• Page:
※ ※ ※
# The good husband guide 1955



## Wren (Feb 14, 2019)

The Good Husband Guide 2005


COME HOME for dinner.If you think you’re going to be late,call. On the other hand, feel free to go anywhere you want.In fact, stay out all night.But don't return home before you've retained counsel.


PREPARE YOURSELF Take a second to pop a mint and spare her your dragon breath. If you happen to stink after work; go hose yourself down before you come to the dinner table.


LEAVE WORK related problems at the front door. Don’t take them out on her. It’s not her fault that you are overworked and underpaid. Trust me, so is she. Whatever the going rate is for catering to your endless needs and your ungrateful ass; it is not now nor could ever be enough. 


ACT HAPPY TO SEE HER, even if you have to fake it. You'd be surprised at the amount of faking she has done on your behalf. Smile at her. It's easy. Just pretend she’s the big-breasted hottie at the office.
※ ※ ※
• Provided data:
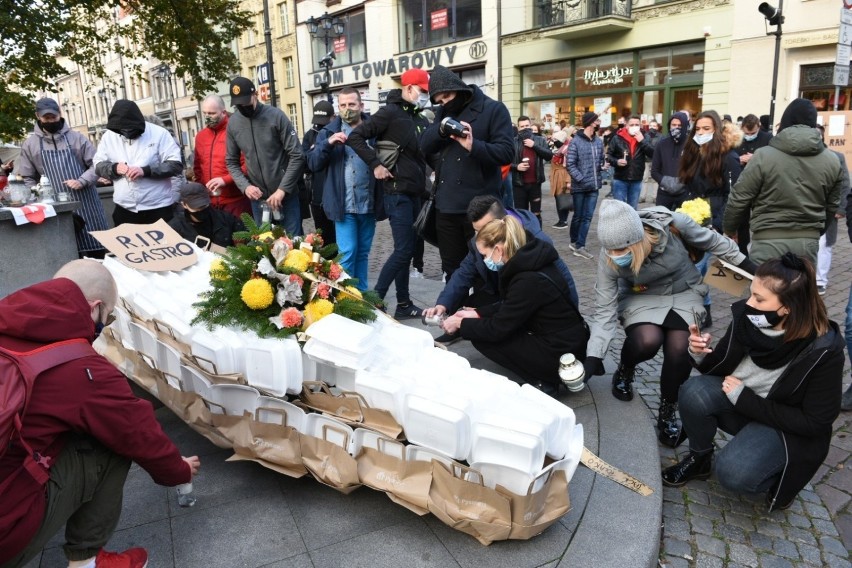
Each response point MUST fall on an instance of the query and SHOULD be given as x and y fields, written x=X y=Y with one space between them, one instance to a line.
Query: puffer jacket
x=802 y=404
x=668 y=280
x=792 y=186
※ ※ ※
• Task details: Please list every all-capital phrase that opens a paragraph of advice in the husband guide post. The entries above come from a separate source unrelated to the husband guide post.

• Exercise answer:
COME HOME
PREPARE YOURSELF
LEAVE WORK
ACT HAPPY TO SEE HER